- Texto de leitura

Uma interpretação para um dos textos mais difíceis da Bíblia
Cristhian Alvarez Zaldúa, Pastor na Missão Equatorial do Sul
“Pois também Cristo morreu, uma única vez, pelos pecados, o justo pelos injustos, para conduzir-vos a Deus; morto, sim, na carne, mas vivificado no espírito, no qual também foi e pregou aos espíritos em prisão, os quais, noutro tempo, foram desobedientes quando a longanimidade de Deus aguardava nos dias de Noé, enquanto se preparava a arca, na qual poucos, a saber, oito pessoas, foram salvos através da água” (1 Ped. 3:18-20).
Têm surgido muitas interpretações, na tentativa de identificar esses espíritos e de explicar o quando, o onde e o porquê da pregação aqui mencionada. Dentre elas, destacamos três: 1) “Cristo, entre Sua morte e ressurreição, anunciou a salvação aos seguidores fiéis de Deus, que haviam esperado pela salvação desde a época do Antigo Testamento.”1 2) “O Espírito de Cristo estava em Noé, à medida que ele pregava aos prisioneiros do pecado.”2 Nesse caso, os “espíritos em prisão” seriam pessoas vivas, desobedientes à advertência de Noé, antes do Dilúvio. Finalmente, 3) os “espíritos em prisão” seriam anjos caídos aos quais o Cristo ressuscitado proclamou Sua vitória final e a destruição que lhes sobreviria no dia do Juízo.3
Há boas razões para rejeitarmos a primeira interpretação. Ela está fundamentada na pressuposição antibíblica da imortalidade da alma. Depois, não explica porque a pregação foi dirigida a um grupo exclusivo, os “espíritos” desobedientes dos dias de Noé, e não a todos os “espíritos” da era do Antigo Testamento. Também é estranha ao contexto do capítulo, que trata de animar os cristãos que sofrem por causa da sua fé. A introdução abrupta de algo que Cristo teria feito em um suposto mundo dos espíritos é desnecessária.
Um correto entendimento desse texto deve estar sustentado linguísticamente, ser apropriado aos contextos literário e histórico do capítulo e do livro, e harmonizar-se com o restante da Escritura. É sobre tais premissas que vamos analisá-lo.

- Atividades propostas
1. Indique se cada afirmação concorda com o texto sobre os espíritos em prisão, respondendo sim ou não e citando literalmente as palavras decisivas: (a) o autor rejeita a primeira interpretação, entre outros motivos, por ela se basear na imortalidade da alma; (b) segundo a segunda interpretação, os espíritos em prisão seriam anjos caídos; (c) a passagem bíblica citada afirma que dez pessoas foram salvas na arca.
2. De acordo com o texto sobre os espíritos em prisão, que condições deve cumprir um correto entendimento da passagem?
3. Redija a continuação do texto sobre os espíritos em prisão, partindo do ponto em que ele termina.

Linhas do conjunto de dados sobre onde os objetos aparecem:
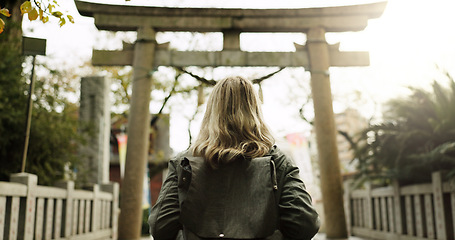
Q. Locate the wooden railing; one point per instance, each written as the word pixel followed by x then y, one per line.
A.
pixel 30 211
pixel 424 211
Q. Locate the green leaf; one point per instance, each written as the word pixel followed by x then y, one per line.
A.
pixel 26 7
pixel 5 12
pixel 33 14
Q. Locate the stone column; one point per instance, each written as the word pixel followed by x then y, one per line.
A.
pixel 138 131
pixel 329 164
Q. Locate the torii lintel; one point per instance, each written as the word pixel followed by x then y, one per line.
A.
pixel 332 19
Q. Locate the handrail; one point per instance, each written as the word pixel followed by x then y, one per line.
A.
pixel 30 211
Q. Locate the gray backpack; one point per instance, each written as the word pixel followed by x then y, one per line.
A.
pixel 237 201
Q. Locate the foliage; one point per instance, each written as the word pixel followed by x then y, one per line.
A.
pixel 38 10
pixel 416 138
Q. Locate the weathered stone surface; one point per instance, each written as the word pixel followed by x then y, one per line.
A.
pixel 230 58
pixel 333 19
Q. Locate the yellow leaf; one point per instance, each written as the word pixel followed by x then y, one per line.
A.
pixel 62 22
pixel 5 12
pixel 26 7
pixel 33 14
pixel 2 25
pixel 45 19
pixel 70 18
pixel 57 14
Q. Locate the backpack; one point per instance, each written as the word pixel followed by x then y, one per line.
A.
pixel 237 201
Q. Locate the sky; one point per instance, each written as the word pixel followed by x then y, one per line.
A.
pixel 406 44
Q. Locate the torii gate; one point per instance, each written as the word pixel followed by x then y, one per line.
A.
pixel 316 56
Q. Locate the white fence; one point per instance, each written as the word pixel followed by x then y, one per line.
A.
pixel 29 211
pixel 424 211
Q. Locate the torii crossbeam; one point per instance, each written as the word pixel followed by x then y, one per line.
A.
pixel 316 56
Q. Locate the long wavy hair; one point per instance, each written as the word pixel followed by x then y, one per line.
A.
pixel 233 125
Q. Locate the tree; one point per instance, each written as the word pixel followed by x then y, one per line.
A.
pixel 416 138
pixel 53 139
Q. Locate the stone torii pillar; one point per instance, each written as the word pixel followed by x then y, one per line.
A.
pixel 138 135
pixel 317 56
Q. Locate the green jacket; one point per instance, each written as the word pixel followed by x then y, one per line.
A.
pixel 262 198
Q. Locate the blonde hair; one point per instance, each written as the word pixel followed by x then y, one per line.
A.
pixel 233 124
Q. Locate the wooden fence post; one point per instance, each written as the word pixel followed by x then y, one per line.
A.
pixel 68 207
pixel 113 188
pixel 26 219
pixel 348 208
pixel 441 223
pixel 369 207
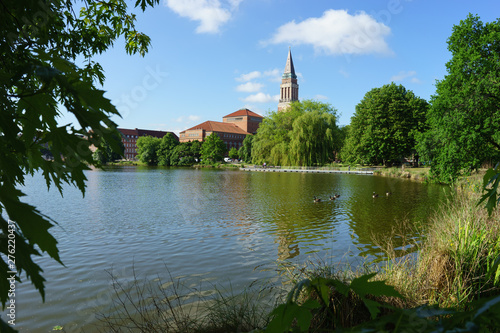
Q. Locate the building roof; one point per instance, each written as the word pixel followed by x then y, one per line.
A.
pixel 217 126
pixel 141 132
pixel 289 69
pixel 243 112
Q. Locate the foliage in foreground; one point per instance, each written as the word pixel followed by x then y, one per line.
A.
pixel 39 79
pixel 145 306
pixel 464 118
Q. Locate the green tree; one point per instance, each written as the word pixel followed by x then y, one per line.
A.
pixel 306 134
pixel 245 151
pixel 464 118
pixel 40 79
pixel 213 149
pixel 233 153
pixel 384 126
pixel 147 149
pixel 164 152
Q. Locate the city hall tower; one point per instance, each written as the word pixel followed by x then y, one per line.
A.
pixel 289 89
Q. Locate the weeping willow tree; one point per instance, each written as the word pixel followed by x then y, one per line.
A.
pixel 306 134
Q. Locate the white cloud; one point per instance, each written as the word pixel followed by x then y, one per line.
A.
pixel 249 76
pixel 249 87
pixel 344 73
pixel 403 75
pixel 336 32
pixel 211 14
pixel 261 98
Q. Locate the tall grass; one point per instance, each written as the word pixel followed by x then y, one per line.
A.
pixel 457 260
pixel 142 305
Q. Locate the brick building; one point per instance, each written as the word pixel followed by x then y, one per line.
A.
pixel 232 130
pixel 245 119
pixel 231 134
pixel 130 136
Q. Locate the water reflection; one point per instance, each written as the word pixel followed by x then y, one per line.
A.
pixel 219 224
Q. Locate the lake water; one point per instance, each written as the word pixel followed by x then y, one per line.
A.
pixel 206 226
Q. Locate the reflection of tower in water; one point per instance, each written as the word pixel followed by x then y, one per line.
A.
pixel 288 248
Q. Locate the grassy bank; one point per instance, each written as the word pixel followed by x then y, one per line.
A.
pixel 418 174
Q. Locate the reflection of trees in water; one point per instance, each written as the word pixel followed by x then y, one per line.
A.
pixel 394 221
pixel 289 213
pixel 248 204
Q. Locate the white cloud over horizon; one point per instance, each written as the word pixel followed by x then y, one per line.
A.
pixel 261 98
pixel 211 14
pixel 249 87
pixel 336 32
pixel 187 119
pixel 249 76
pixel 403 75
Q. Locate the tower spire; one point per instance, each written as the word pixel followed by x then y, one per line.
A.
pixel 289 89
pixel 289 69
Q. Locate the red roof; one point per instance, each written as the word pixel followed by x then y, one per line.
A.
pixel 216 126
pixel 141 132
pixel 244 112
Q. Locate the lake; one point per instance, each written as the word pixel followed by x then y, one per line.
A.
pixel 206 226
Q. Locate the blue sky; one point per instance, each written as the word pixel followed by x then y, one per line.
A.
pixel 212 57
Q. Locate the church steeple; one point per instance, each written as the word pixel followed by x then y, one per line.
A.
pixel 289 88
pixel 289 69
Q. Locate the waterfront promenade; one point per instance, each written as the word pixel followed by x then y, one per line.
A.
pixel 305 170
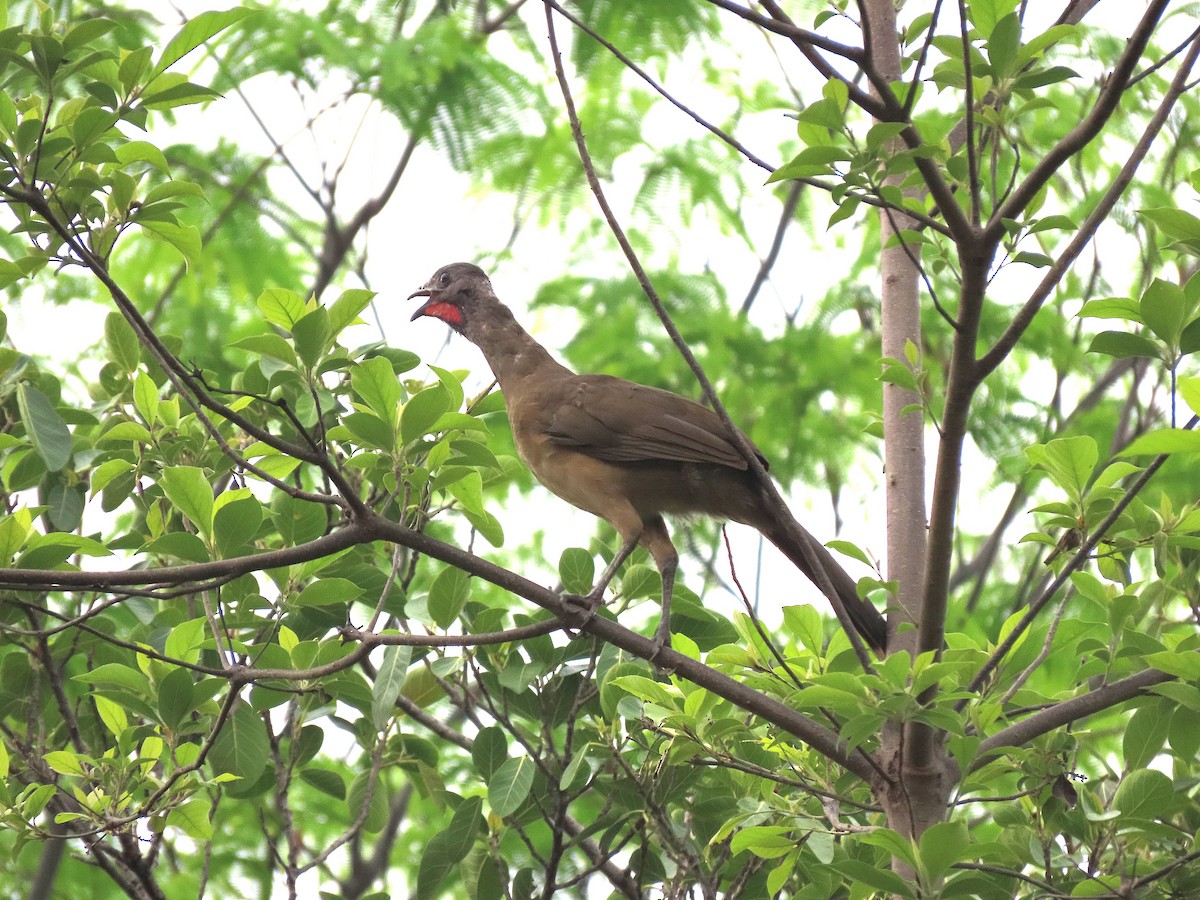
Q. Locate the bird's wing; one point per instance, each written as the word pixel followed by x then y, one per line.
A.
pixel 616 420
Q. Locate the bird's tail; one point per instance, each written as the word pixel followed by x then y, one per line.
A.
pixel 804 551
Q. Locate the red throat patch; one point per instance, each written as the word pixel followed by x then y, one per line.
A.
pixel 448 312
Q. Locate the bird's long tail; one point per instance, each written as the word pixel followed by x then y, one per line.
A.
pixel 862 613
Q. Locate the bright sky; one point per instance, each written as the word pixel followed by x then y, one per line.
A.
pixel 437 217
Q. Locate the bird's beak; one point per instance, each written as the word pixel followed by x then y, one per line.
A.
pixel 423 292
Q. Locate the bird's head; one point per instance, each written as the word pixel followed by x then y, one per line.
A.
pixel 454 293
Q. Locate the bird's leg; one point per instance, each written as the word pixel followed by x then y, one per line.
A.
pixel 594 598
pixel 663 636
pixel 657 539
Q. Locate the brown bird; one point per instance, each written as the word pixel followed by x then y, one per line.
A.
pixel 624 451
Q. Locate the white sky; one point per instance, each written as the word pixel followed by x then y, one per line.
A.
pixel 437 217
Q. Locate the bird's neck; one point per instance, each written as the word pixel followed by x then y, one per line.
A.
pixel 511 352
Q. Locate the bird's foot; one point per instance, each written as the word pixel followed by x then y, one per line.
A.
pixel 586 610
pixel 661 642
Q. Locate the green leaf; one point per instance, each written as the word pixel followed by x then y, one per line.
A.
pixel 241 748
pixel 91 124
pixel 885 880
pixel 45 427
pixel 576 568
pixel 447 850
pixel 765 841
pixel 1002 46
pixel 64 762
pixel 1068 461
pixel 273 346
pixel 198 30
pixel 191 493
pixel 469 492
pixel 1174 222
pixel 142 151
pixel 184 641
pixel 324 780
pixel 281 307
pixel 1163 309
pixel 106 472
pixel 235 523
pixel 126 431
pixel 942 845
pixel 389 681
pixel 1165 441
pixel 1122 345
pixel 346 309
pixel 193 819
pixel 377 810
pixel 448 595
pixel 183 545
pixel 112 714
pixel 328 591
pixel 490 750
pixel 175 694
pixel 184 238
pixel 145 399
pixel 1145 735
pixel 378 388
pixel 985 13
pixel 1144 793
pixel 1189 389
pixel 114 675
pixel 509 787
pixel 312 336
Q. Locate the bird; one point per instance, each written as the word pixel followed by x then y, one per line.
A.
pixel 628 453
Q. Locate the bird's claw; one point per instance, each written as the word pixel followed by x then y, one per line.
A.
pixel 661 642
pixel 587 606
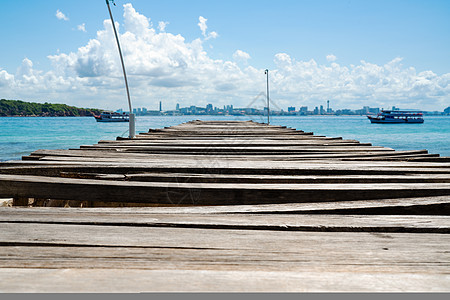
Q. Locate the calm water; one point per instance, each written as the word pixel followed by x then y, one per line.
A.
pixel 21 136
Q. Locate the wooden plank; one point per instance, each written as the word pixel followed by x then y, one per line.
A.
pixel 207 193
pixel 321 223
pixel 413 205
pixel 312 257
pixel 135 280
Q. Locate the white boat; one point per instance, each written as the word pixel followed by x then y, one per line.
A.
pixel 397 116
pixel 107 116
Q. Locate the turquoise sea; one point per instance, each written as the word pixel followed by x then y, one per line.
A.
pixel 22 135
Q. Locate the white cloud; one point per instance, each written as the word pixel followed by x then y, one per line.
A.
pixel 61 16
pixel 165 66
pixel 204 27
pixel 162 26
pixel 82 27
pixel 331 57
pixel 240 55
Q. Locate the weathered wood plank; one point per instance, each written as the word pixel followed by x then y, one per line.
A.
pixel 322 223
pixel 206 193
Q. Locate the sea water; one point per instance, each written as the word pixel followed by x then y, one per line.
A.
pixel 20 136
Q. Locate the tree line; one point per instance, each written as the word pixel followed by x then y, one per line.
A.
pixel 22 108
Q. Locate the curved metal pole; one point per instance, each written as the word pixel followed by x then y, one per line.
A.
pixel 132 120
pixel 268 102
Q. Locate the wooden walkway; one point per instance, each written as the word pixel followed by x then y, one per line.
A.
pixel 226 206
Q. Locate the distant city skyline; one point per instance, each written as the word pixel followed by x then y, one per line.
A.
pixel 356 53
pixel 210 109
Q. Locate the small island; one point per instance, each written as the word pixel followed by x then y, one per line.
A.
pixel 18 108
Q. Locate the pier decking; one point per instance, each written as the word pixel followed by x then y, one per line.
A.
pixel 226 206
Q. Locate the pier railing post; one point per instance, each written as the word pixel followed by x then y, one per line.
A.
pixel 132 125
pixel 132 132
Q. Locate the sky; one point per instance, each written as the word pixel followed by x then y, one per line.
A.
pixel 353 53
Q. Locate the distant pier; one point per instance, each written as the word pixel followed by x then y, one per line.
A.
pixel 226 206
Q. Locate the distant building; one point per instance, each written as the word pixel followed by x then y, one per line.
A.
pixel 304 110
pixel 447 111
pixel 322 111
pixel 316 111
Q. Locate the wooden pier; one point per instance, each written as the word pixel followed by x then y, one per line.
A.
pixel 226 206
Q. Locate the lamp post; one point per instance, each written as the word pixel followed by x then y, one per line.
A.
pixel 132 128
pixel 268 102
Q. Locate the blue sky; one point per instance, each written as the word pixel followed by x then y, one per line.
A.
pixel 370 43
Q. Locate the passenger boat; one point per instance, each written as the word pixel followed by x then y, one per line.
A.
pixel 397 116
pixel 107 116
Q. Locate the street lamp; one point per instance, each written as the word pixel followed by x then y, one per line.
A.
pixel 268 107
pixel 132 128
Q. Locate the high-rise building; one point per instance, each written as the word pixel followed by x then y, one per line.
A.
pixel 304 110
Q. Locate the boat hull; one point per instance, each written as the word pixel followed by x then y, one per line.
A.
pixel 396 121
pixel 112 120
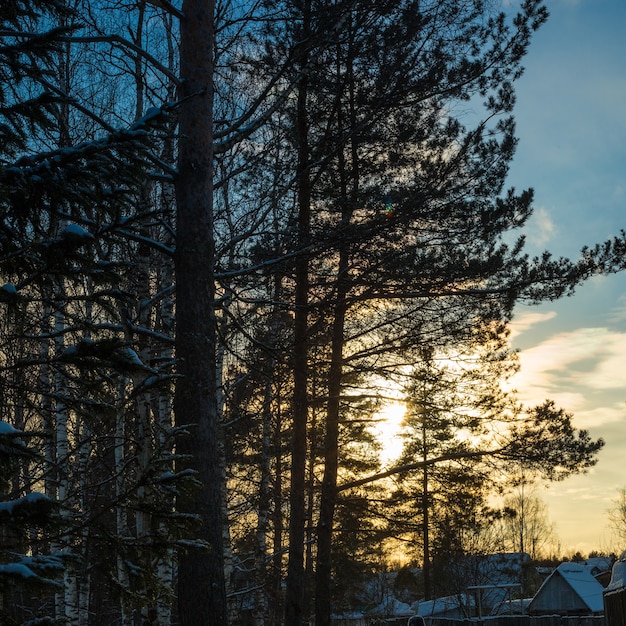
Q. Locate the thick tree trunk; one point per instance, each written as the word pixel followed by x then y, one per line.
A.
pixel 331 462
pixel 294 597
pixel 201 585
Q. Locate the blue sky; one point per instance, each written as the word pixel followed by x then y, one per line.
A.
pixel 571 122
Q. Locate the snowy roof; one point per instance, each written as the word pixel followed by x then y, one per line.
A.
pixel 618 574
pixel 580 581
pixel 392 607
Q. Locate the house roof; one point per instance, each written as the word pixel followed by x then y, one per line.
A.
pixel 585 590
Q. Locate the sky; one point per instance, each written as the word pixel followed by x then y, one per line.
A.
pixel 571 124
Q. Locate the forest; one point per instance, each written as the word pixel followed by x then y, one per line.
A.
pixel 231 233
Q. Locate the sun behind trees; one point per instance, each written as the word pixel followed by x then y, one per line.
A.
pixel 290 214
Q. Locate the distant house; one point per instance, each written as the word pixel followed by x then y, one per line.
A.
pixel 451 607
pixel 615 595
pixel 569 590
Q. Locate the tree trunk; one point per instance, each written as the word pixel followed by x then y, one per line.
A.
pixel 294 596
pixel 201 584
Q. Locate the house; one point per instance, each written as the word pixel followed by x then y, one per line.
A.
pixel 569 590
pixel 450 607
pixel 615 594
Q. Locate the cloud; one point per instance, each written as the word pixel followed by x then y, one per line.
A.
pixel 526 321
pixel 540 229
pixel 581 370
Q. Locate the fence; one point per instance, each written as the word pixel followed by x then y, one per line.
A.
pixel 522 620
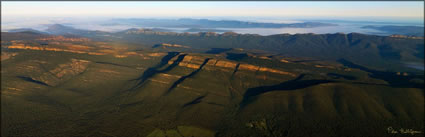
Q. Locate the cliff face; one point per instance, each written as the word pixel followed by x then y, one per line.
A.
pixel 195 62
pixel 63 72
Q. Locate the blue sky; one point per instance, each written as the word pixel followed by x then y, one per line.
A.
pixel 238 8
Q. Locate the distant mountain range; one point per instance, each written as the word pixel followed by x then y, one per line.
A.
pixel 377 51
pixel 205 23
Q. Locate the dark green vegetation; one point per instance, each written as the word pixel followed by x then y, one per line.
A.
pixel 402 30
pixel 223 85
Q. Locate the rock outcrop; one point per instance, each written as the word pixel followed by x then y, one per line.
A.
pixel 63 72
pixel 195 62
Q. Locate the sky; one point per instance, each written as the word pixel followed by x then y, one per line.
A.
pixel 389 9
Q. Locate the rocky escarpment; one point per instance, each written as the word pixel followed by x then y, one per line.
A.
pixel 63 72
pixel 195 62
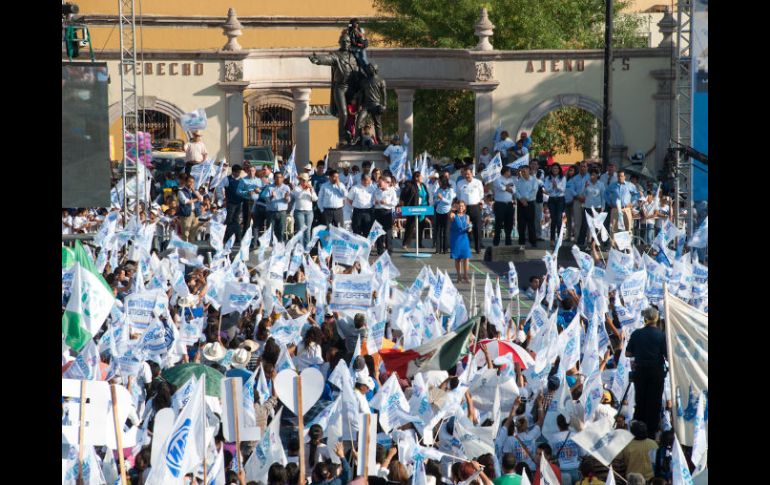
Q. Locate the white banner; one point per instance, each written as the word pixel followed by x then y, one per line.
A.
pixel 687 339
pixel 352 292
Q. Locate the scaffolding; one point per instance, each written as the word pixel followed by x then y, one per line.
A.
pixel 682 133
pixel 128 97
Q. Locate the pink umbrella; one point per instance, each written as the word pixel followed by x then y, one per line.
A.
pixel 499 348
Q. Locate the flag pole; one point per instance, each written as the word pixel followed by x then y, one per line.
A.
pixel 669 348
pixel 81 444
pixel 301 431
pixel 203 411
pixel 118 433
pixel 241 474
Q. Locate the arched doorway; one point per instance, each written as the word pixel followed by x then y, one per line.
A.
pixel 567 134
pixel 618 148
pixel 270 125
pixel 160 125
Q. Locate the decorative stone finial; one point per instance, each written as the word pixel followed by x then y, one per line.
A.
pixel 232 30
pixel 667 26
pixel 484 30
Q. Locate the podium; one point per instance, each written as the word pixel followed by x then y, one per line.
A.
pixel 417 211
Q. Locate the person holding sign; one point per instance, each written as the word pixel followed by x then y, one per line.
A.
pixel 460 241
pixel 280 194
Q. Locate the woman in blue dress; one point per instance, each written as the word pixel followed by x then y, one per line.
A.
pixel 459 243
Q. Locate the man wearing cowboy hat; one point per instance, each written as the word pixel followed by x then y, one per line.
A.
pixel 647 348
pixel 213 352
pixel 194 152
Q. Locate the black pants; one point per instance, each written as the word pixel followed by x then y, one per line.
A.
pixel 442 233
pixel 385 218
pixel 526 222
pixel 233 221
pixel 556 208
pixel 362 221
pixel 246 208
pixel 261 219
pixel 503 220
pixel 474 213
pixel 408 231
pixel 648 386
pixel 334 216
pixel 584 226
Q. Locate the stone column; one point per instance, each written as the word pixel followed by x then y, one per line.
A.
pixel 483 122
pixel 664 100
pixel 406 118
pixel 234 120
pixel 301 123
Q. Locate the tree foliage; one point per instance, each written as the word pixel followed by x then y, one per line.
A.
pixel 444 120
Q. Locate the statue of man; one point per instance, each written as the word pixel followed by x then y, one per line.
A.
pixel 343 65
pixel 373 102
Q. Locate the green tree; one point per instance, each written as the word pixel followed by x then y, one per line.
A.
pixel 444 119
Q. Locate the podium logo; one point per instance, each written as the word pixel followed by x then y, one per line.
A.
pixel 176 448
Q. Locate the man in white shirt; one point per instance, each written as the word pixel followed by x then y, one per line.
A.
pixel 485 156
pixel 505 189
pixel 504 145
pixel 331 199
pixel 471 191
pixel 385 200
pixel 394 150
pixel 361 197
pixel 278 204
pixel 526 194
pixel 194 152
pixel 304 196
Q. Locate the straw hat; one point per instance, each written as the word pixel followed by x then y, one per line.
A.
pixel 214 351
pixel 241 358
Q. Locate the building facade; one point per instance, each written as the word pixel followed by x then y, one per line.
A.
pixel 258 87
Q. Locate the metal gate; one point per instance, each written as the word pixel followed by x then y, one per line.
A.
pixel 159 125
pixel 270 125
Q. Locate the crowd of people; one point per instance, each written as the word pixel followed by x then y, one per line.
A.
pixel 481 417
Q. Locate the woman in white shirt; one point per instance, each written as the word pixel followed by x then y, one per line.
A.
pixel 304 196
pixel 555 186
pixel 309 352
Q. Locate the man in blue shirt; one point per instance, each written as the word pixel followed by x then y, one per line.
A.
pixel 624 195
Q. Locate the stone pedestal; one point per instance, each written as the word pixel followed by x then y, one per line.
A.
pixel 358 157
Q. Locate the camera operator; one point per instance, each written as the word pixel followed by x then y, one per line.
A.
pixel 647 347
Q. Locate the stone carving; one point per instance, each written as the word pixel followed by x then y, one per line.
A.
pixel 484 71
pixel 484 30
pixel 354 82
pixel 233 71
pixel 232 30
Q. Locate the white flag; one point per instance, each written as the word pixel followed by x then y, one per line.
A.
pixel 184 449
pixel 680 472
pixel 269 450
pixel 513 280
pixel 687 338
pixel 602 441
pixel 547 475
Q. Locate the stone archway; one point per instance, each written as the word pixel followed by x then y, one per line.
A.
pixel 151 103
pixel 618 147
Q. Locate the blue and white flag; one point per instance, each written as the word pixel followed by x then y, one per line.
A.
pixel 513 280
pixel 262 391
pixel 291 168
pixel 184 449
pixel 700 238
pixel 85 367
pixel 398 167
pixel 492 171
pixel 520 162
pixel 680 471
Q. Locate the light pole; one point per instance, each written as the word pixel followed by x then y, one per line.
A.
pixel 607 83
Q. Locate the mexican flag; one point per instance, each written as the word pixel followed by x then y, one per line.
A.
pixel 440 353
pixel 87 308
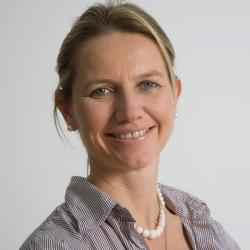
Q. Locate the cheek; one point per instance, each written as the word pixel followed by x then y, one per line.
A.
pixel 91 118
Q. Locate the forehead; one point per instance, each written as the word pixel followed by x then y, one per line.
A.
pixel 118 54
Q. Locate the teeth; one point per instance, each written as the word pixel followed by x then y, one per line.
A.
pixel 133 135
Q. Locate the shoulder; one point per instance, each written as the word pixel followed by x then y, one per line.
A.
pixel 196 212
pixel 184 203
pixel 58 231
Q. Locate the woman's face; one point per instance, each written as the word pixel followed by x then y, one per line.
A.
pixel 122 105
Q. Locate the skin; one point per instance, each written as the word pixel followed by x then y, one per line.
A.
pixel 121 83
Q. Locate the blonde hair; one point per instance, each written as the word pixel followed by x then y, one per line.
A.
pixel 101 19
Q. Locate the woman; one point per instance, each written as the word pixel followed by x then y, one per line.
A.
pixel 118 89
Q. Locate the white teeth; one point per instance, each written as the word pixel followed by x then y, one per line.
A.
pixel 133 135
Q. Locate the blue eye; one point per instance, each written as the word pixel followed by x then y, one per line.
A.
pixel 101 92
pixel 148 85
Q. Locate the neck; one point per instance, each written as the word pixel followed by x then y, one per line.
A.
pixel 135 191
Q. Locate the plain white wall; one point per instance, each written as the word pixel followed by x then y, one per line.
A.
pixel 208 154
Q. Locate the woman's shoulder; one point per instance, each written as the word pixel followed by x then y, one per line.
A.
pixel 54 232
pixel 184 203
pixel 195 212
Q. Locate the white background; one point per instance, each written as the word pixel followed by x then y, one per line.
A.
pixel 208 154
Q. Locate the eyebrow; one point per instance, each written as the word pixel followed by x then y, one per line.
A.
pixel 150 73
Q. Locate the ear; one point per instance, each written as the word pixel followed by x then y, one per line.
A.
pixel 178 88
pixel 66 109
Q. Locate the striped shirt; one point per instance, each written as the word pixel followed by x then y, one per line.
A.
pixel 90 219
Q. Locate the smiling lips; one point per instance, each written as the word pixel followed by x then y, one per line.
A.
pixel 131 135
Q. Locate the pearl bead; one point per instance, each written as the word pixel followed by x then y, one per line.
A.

- Respostas dos exercícios
1.
(a) Sim: “Ela está fundamentada na pressuposição antibíblica da imortalidade da alma.”
(b) Não: “Nesse caso, os “espíritos em prisão” seriam pessoas vivas, desobedientes à advertência de Noé, antes do Dilúvio.”
(c) Não: “na qual poucos, a saber, oito pessoas, foram salvos através da água”

2. Deve estar sustentado linguisticamente, ser apropriado aos contextos literário e histórico do capítulo e do livro, e harmonizar-se com o restante da Escritura.

3.
Estabelecendo o texto
Inicialmente, precisamos observar a última frase do verso 18: “morto, sim, na carne, mas vivificado no espírito”. Originalmente se lê: thanato-theìs mèn sarkì zoopoietheìs de pneuma-ti. Aqui estão presentes as conjunções mèn e de. Quando elas aparecem numa frase, geralmente o sentido é de ênfase, continuação de idéias ou contraste.4 O autor as utiliza para criar um contraste de idéias,5 dando-lhes assim o sentido de “por um lado… por outro…”6 Então Pedro estabelece o contraste entre “carne” (sarki) e “espírito” (pneumati).
Essa análise mostra a falácia da crença segundo a qual o apóstolo estaria dizendo que entre a Sua morte e ressurreição, Cristo desceu ao mundo dos mortos para pregar. O contraste não se refere a um período intermediário entre a morte e ressurreição. A expressão grega zoopoietheìs de pneumati refere-se à ressurreição de Cristo e não a um ato anterior a ela. Também é impossível que nesse caso a palavra pneumati se refira ao Espírito Santo. O apóstolo apenas opõe a condição na qual Cristo morreu à condição na qual ressuscitou, ou seja: “morto, sim, na carne, mas vivificado em espírito”. Que significa isso? Não é que Cristo ressuscitou como um ser incorpóreo (Luc. 24:39; João 2:19-21). Ele morreu com as características físicas da natureza humana, mas ressuscitou com uma natureza espiritual, livre de tais características.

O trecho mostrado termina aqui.